> About this task: Using the data below, please return every line exactly as given.

───── Material supplied

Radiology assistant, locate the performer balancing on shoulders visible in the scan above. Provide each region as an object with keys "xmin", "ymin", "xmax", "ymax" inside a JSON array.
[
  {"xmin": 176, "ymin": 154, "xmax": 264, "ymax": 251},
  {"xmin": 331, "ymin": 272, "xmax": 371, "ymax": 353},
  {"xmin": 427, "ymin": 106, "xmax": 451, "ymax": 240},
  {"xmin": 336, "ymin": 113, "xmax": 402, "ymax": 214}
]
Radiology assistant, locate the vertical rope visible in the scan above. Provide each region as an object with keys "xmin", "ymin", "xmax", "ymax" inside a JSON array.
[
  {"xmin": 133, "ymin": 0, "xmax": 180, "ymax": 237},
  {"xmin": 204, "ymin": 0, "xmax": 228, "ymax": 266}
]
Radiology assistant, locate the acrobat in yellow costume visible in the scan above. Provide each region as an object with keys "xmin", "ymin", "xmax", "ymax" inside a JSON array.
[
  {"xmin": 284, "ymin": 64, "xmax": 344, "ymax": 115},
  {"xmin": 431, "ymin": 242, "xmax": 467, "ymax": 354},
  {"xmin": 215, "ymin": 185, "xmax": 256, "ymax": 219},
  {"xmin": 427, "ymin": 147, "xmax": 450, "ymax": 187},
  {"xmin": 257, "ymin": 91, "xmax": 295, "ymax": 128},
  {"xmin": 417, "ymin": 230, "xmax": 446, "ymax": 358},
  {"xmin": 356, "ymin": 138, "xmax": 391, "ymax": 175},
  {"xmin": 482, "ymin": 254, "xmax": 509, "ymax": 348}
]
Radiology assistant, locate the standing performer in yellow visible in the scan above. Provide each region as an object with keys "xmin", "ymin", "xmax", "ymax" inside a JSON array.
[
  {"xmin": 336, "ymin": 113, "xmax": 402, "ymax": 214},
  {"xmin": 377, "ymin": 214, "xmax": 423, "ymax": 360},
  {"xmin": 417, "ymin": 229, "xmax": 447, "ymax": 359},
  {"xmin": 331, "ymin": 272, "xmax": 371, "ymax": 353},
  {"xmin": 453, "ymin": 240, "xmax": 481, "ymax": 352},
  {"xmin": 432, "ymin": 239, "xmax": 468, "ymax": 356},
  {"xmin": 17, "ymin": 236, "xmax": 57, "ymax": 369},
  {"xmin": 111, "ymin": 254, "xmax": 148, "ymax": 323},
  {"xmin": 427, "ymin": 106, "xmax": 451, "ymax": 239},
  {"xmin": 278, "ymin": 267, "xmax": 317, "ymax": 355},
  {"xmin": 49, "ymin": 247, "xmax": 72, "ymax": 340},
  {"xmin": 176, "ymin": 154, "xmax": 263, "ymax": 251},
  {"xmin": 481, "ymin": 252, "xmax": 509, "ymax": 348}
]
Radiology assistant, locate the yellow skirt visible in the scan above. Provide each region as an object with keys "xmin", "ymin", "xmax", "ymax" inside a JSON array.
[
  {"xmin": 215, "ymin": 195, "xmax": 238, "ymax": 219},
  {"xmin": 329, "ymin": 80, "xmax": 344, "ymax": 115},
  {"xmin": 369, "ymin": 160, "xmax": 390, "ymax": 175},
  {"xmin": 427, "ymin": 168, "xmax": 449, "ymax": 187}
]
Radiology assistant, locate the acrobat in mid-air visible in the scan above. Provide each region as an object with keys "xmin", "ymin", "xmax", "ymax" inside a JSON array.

──────────

> Output of the task:
Radiology assistant, locate the performer balancing on shoulders visible in the scan above. Provide each region as an object with keys "xmin", "ymin", "xmax", "ymax" inside a JSON array.
[
  {"xmin": 176, "ymin": 154, "xmax": 264, "ymax": 251},
  {"xmin": 331, "ymin": 272, "xmax": 371, "ymax": 353},
  {"xmin": 427, "ymin": 106, "xmax": 451, "ymax": 240},
  {"xmin": 336, "ymin": 113, "xmax": 402, "ymax": 214}
]
Radiology assistant, locate the vertical rope visible in the scan above. Provide each region as an object with keys "xmin", "ymin", "xmax", "ymax" inside a JSON array.
[
  {"xmin": 133, "ymin": 0, "xmax": 180, "ymax": 237},
  {"xmin": 204, "ymin": 0, "xmax": 228, "ymax": 266}
]
Radiology assistant, locate the acrobat in yellow costume visible in the scan above. Provide each region as an object with keys "xmin", "ymin", "xmax", "ymax" inside a JSON array.
[
  {"xmin": 284, "ymin": 64, "xmax": 344, "ymax": 115},
  {"xmin": 431, "ymin": 242, "xmax": 467, "ymax": 354},
  {"xmin": 215, "ymin": 185, "xmax": 256, "ymax": 219},
  {"xmin": 427, "ymin": 147, "xmax": 450, "ymax": 187},
  {"xmin": 257, "ymin": 91, "xmax": 295, "ymax": 128},
  {"xmin": 417, "ymin": 230, "xmax": 446, "ymax": 358},
  {"xmin": 356, "ymin": 138, "xmax": 391, "ymax": 175},
  {"xmin": 482, "ymin": 254, "xmax": 509, "ymax": 348}
]
Radiology assistant, locate the standing performer in yellow visible in the scan above. Provide each region as an object with keys "xmin", "ymin", "xmax", "ymax" inside a JSON array.
[
  {"xmin": 336, "ymin": 113, "xmax": 402, "ymax": 214},
  {"xmin": 377, "ymin": 214, "xmax": 423, "ymax": 360},
  {"xmin": 417, "ymin": 229, "xmax": 447, "ymax": 359},
  {"xmin": 331, "ymin": 272, "xmax": 371, "ymax": 353},
  {"xmin": 453, "ymin": 240, "xmax": 481, "ymax": 352},
  {"xmin": 432, "ymin": 239, "xmax": 468, "ymax": 356},
  {"xmin": 17, "ymin": 236, "xmax": 57, "ymax": 369},
  {"xmin": 111, "ymin": 254, "xmax": 148, "ymax": 323},
  {"xmin": 427, "ymin": 106, "xmax": 451, "ymax": 239},
  {"xmin": 278, "ymin": 267, "xmax": 317, "ymax": 355},
  {"xmin": 49, "ymin": 247, "xmax": 72, "ymax": 340},
  {"xmin": 176, "ymin": 154, "xmax": 263, "ymax": 251},
  {"xmin": 481, "ymin": 252, "xmax": 509, "ymax": 348}
]
Radiology assistant, locate the yellow skirt visible in the scan above. Provide each region as an object with keys "xmin", "ymin", "xmax", "ymax" inside a JSON array.
[
  {"xmin": 215, "ymin": 195, "xmax": 238, "ymax": 219},
  {"xmin": 329, "ymin": 80, "xmax": 344, "ymax": 115},
  {"xmin": 369, "ymin": 160, "xmax": 390, "ymax": 175},
  {"xmin": 427, "ymin": 168, "xmax": 449, "ymax": 187}
]
Radiology assistant, locate the acrobat in mid-air visible in the scan above. Provide each region as an object with keys "xmin", "ymin", "xmax", "ymax" inside a JSON array.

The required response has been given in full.